YOUR OBJECTIVE: From the records below, please repeat exactly the line that has "Target: white paper on mulch", the line that has "Target: roofline", and every line between them, and nothing else.

AVAILABLE RECORDS: Begin

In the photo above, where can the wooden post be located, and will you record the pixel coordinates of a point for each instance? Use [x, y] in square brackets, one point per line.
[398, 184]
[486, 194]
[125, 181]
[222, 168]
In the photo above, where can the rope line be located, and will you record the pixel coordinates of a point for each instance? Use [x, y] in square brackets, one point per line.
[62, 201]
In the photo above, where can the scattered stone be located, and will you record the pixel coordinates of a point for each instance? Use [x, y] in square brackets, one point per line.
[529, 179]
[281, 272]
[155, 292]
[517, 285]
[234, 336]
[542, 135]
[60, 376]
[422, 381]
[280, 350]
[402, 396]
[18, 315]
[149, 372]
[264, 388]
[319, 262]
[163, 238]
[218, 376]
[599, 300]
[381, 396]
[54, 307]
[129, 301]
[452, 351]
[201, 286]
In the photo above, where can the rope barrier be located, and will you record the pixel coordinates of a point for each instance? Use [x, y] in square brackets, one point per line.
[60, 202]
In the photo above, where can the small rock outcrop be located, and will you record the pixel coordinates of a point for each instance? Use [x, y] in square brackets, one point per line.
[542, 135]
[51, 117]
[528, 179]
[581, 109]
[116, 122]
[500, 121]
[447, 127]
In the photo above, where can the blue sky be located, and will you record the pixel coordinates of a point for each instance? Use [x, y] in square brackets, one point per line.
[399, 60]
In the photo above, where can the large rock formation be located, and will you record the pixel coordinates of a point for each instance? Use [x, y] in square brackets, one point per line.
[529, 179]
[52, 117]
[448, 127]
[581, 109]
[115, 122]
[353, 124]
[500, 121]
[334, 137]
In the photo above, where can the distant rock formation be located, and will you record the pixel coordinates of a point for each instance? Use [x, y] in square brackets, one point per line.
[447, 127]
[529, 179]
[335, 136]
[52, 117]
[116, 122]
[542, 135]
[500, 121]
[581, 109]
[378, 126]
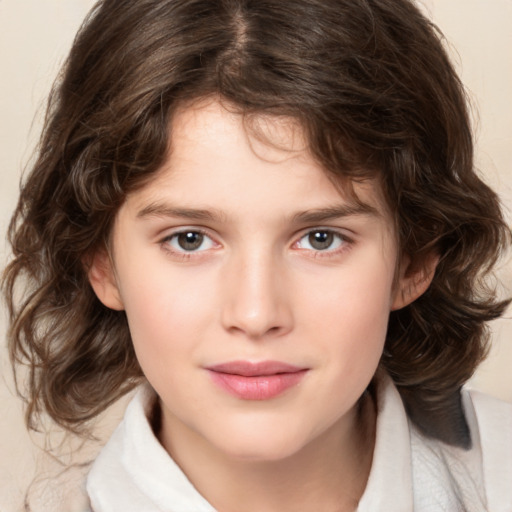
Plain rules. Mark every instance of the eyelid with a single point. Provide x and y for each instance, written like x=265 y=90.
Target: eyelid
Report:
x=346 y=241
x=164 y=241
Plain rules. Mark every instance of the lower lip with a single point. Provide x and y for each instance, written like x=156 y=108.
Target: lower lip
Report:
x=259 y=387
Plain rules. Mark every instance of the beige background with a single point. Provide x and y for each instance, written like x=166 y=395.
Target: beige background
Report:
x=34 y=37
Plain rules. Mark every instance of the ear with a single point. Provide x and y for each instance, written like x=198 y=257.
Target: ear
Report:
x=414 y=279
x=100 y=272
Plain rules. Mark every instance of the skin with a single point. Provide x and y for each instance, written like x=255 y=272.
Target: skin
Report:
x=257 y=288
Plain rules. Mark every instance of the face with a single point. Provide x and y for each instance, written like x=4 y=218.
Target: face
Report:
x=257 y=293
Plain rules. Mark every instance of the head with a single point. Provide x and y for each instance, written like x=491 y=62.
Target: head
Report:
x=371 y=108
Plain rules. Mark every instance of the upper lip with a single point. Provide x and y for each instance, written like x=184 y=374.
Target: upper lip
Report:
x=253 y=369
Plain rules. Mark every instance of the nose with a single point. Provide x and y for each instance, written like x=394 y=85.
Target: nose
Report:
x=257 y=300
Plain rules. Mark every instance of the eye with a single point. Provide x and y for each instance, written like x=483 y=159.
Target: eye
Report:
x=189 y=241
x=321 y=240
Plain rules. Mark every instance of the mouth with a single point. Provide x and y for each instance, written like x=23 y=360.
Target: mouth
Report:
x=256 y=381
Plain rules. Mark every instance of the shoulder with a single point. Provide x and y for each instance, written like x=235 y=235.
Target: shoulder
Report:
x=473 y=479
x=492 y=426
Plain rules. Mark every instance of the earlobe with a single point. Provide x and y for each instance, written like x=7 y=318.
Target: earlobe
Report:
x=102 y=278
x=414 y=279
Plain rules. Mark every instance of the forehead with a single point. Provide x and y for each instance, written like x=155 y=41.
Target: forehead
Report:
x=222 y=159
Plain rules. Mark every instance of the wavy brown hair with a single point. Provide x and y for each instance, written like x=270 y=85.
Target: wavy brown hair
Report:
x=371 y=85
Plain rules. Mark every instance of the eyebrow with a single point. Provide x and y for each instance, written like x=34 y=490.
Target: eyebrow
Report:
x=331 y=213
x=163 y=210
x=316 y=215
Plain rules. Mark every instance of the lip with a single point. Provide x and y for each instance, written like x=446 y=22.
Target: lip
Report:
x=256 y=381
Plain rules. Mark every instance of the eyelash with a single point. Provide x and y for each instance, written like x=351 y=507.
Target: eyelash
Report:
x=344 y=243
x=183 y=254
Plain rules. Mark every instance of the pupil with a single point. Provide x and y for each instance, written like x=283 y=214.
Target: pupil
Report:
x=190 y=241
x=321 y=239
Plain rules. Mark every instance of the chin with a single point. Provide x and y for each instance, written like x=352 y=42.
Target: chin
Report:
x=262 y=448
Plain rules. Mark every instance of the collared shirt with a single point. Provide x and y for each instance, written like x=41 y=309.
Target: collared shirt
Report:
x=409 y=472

AVAILABLE RECORDS: End
AVAILABLE RECORDS: Begin

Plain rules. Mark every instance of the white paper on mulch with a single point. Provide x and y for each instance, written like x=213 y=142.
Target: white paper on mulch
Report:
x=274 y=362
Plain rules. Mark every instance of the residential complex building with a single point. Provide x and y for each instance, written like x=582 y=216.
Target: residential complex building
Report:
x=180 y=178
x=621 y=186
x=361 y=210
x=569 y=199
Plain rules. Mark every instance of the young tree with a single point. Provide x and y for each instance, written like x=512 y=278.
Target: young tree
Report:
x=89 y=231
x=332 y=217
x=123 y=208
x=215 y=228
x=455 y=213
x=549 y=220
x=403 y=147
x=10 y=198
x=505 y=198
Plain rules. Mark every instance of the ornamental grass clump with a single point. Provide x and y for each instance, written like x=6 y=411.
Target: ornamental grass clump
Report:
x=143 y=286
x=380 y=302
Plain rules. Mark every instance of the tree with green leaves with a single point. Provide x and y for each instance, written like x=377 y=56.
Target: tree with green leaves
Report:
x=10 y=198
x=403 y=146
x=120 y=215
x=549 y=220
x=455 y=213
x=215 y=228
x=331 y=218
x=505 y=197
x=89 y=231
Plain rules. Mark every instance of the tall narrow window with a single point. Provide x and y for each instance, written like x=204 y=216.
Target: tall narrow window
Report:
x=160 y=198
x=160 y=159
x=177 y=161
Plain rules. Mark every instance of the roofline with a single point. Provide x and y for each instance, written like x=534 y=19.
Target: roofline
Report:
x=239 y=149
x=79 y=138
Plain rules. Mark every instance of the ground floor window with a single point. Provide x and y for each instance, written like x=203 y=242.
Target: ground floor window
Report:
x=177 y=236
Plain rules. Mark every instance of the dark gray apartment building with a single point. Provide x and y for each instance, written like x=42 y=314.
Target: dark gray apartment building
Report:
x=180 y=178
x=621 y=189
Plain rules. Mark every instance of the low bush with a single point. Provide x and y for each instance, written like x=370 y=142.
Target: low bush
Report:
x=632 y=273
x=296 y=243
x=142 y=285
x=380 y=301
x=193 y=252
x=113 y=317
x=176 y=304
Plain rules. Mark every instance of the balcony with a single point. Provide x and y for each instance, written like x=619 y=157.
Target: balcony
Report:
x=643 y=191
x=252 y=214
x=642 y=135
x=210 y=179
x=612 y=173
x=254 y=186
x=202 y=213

AVAILABLE RECORDS: End

OUTPUT FOR THIS EXERCISE:
Target: white paper on mulch
Report:
x=274 y=362
Plain rules. Mark every instance of the residential complex building with a single point. Provide x and y for each instance, written like x=582 y=216.
Target: residential complex building
Report:
x=180 y=178
x=621 y=186
x=361 y=210
x=569 y=199
Plain rules. Mark every instance of the young tree with a single point. Provide x and y for each instance, written like x=512 y=278.
Target: young tree
Report:
x=89 y=231
x=332 y=217
x=123 y=208
x=215 y=228
x=455 y=213
x=549 y=220
x=403 y=147
x=10 y=198
x=505 y=198
Plain rules. Mark every instance of the ornamental grass clump with a single point. Provide x and y for each instance, written like x=6 y=411.
Target: ornamental grass clump
Report:
x=143 y=286
x=380 y=302
Plain rules. Mark every instance of the tree with green leaves with a single point. Provide x and y for each instance, written like x=377 y=56.
Target: tree with green leaves
Report:
x=10 y=198
x=403 y=146
x=120 y=215
x=549 y=220
x=455 y=213
x=215 y=228
x=331 y=218
x=505 y=197
x=89 y=231
Plain rules. Mark every instance of the tall narrow window with a single point. Provide x and y for each instance, written like x=204 y=216.
Target: tall narrow window
Report:
x=160 y=198
x=160 y=159
x=177 y=161
Plain rules. Mark every instance of the roofline with a single point. Provide x and y for each instance, written like x=534 y=19.
Target: roofline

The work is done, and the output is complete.